→ Try it:
Lines with the word "white": copy all of them from the entries below.

→ Input:
____________________

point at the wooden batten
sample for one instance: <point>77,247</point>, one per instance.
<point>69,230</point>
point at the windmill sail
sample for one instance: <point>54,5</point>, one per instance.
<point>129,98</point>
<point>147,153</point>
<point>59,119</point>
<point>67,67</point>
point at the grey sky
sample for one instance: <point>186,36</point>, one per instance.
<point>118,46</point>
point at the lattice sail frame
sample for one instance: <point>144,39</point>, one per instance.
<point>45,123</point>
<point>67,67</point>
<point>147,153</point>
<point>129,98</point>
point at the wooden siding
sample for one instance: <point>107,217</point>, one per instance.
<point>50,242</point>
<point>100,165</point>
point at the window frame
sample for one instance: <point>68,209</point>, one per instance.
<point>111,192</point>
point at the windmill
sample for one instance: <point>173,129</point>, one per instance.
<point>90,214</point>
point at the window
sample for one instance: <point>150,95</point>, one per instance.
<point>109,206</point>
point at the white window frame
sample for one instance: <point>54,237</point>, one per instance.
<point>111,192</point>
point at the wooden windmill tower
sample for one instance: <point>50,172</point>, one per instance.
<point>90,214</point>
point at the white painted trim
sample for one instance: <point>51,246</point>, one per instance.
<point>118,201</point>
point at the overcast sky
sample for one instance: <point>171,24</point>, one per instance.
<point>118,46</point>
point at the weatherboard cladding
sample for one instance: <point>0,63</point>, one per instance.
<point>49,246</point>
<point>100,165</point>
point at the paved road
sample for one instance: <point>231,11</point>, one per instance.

____________________

→ Response:
point at the white window frame
point at the white painted trim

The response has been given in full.